- Exercise
The answer is every line of the records that holds the word "shoe", copied in full.

- Given data

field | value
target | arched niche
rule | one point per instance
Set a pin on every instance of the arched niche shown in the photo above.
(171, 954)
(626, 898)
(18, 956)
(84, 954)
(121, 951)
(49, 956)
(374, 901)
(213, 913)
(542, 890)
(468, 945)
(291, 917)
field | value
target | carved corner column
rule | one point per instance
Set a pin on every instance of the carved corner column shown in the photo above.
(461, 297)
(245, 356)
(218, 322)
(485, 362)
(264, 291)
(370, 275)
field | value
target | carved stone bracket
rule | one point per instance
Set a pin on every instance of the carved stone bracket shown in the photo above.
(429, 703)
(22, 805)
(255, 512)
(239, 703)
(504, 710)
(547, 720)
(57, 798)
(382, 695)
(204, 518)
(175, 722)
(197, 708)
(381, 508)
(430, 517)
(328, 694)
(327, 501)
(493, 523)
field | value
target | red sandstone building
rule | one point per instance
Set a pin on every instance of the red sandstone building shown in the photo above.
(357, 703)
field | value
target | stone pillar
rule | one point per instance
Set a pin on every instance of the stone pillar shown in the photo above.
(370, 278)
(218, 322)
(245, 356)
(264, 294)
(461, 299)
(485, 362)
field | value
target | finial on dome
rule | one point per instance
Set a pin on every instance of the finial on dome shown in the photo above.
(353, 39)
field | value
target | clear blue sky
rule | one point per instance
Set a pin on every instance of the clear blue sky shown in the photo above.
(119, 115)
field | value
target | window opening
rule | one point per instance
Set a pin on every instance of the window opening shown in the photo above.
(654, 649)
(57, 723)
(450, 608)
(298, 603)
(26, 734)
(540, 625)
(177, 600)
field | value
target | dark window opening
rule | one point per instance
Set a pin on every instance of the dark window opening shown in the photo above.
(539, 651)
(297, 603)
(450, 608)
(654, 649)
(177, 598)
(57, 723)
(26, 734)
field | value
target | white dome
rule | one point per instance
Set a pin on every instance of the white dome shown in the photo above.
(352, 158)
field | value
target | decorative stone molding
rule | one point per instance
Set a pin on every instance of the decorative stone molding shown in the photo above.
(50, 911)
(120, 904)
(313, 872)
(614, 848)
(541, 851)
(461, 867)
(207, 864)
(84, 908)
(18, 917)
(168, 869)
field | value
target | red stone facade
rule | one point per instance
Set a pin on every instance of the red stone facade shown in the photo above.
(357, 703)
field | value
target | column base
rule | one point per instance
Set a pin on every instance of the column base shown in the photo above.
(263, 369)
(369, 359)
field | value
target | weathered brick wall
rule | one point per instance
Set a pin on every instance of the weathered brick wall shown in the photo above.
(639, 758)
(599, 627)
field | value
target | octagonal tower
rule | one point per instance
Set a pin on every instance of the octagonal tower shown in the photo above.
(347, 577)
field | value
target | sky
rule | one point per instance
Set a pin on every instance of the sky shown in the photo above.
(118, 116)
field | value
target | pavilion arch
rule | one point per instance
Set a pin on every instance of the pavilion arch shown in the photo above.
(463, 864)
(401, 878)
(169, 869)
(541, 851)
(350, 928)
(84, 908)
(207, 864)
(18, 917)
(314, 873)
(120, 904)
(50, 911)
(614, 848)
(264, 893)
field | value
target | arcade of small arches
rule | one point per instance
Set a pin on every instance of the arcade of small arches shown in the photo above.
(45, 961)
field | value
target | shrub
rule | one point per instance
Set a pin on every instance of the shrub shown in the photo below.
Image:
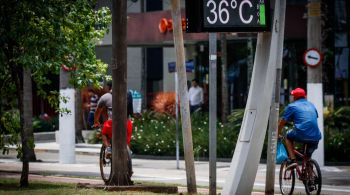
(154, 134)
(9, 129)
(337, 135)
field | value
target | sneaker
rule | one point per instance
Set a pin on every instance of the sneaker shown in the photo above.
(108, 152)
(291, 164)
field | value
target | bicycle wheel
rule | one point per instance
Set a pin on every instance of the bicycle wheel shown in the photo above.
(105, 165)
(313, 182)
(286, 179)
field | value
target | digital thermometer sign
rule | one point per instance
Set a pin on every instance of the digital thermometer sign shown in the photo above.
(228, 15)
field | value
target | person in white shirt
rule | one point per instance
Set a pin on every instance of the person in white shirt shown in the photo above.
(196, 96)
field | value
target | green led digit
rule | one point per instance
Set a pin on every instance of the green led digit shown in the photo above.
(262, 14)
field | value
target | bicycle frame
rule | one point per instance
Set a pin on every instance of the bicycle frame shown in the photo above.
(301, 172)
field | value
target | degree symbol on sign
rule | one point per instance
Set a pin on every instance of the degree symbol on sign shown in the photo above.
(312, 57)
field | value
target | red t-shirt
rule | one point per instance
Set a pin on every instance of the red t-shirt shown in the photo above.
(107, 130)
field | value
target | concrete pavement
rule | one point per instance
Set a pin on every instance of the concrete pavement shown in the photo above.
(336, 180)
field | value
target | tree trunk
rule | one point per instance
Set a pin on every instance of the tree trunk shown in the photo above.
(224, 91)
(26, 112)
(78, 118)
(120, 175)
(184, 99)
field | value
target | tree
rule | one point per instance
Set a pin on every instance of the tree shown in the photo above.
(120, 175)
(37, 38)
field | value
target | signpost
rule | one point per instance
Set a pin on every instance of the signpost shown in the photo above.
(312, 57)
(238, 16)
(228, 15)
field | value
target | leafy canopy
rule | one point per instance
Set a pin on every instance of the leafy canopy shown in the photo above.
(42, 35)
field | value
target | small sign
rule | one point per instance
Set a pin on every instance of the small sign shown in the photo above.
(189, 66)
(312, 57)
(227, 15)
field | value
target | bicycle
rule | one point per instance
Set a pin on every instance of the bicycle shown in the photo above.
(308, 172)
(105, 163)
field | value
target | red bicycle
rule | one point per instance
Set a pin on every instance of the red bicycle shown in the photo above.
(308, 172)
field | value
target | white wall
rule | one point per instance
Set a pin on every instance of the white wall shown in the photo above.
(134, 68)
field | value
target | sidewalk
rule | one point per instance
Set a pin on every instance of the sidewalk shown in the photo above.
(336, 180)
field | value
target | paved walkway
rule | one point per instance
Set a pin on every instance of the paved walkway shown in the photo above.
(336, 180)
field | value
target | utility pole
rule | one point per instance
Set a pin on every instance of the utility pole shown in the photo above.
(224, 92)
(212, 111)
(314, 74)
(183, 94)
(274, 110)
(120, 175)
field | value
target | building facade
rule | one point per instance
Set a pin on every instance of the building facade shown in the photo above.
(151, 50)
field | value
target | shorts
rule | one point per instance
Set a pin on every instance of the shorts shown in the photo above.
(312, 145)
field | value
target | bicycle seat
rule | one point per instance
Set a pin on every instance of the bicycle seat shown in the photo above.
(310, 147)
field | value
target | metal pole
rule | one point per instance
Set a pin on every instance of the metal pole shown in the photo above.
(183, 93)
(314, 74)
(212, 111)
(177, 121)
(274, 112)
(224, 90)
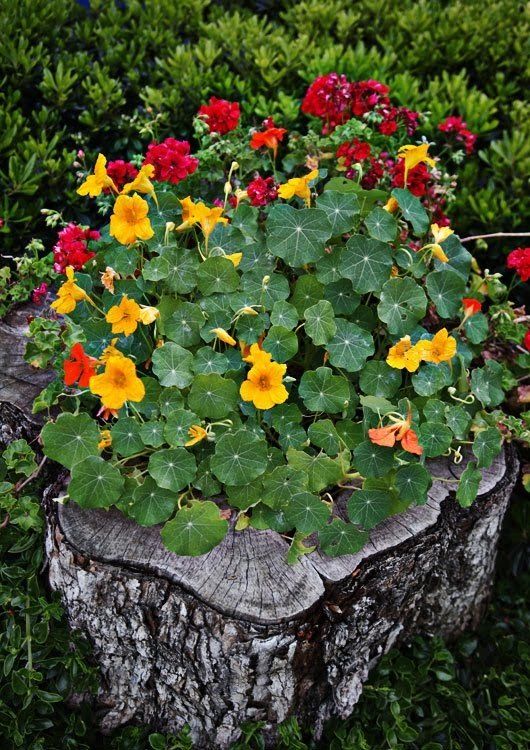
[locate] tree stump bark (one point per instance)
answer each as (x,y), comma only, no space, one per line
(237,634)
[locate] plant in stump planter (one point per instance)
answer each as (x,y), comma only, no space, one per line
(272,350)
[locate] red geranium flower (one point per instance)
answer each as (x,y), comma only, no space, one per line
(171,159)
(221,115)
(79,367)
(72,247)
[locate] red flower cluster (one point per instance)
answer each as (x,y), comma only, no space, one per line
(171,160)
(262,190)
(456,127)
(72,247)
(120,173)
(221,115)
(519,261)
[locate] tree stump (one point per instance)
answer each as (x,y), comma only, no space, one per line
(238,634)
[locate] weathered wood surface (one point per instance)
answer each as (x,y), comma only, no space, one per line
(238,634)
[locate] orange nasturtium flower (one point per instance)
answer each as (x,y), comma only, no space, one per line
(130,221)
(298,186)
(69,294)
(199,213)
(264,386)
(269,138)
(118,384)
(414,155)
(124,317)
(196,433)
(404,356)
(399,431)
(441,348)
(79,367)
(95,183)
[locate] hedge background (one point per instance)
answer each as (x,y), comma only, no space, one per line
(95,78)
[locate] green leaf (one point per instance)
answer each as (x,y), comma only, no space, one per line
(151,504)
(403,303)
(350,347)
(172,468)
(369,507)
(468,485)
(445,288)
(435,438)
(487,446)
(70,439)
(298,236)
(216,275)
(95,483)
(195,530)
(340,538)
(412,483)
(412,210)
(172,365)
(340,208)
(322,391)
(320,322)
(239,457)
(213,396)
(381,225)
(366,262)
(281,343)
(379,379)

--

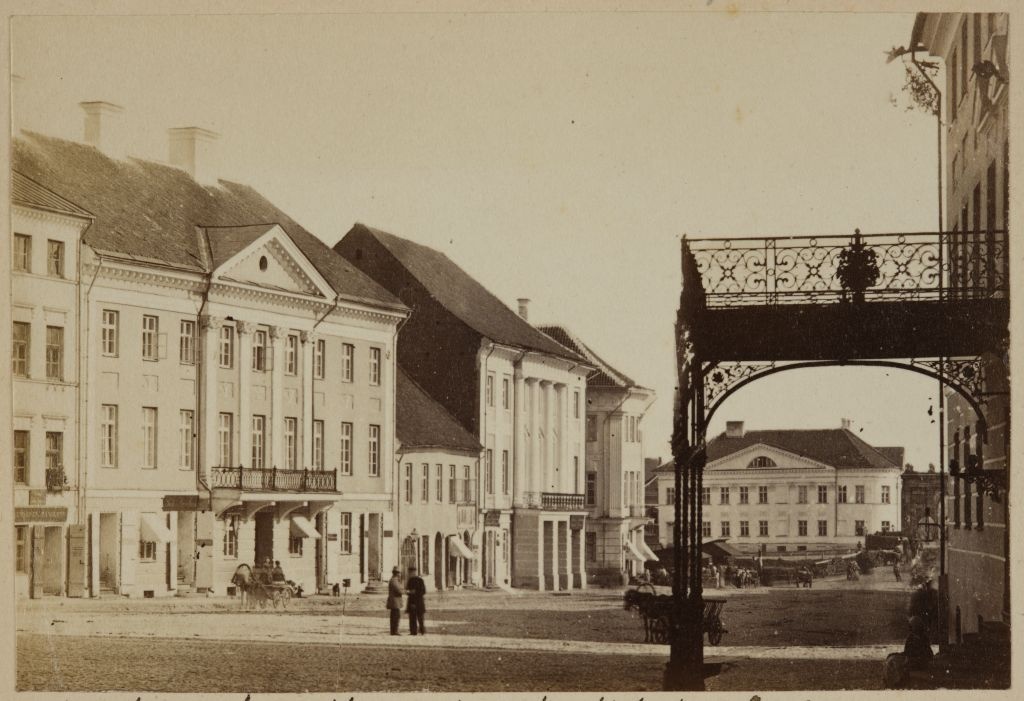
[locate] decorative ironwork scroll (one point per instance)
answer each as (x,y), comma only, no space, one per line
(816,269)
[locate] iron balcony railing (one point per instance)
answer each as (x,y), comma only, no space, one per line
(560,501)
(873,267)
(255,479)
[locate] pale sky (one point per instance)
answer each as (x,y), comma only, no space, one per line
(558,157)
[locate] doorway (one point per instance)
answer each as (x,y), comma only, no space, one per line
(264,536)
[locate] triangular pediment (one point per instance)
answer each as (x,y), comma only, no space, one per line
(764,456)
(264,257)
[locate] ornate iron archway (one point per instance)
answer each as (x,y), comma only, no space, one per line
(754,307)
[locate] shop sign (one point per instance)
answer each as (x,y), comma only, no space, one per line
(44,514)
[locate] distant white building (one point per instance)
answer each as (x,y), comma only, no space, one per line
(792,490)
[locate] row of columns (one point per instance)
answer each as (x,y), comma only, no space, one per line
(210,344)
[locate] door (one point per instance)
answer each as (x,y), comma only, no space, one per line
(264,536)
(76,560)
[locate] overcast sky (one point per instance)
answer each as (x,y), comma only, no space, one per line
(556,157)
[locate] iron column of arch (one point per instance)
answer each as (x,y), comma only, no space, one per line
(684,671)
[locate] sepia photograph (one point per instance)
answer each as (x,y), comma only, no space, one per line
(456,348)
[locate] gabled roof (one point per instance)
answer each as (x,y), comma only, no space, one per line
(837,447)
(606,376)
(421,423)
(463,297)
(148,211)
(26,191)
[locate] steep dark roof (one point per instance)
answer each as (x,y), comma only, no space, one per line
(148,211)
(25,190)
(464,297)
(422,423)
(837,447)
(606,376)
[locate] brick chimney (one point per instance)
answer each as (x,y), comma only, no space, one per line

==

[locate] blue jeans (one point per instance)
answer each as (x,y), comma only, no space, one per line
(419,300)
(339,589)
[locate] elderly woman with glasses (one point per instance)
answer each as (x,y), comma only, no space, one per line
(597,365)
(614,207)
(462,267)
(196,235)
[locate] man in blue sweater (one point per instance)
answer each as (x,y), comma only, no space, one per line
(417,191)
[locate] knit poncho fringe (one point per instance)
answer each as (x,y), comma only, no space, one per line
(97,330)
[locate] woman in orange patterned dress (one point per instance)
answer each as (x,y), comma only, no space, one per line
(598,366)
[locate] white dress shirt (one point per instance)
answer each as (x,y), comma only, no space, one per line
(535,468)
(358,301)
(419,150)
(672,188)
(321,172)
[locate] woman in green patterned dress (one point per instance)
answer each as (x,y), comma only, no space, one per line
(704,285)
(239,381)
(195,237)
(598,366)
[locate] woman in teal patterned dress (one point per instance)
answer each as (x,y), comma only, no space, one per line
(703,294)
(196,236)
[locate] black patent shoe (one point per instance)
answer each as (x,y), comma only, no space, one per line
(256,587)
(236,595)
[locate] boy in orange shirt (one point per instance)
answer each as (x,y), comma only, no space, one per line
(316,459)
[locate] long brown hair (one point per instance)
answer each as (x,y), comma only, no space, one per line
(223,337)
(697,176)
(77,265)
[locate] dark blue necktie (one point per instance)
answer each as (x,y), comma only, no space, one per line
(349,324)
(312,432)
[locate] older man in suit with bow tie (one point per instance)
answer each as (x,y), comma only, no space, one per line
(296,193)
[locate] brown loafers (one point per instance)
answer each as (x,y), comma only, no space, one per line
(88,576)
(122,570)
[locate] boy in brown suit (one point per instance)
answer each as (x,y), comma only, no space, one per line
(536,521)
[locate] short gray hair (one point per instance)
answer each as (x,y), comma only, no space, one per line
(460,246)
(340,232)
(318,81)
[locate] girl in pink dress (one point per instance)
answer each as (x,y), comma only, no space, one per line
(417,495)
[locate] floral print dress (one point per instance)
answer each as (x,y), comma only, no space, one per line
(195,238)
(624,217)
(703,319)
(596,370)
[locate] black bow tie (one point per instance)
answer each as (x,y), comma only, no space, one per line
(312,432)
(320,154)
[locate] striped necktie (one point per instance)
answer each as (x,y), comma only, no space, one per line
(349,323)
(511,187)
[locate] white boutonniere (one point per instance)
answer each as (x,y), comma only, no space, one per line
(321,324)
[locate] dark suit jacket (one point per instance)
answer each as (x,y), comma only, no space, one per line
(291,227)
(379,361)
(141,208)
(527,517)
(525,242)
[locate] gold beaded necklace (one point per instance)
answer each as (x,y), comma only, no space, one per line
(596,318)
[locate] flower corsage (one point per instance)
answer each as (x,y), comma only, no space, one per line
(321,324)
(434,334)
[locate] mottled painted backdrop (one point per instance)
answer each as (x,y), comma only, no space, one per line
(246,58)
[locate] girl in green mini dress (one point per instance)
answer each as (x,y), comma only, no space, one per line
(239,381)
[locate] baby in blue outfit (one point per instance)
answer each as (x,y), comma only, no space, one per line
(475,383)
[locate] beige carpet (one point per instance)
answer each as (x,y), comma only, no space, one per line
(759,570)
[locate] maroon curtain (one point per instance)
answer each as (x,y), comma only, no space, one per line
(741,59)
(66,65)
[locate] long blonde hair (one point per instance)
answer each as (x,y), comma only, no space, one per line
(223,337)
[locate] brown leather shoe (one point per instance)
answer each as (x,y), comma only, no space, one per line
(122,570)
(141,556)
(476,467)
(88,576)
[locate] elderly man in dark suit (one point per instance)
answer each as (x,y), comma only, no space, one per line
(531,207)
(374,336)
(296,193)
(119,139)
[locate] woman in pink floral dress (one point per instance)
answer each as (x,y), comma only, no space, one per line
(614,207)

- Finished exercise
[locate] black patent shoe (one point per instance)
[locate] brown leather shoe (one point per instance)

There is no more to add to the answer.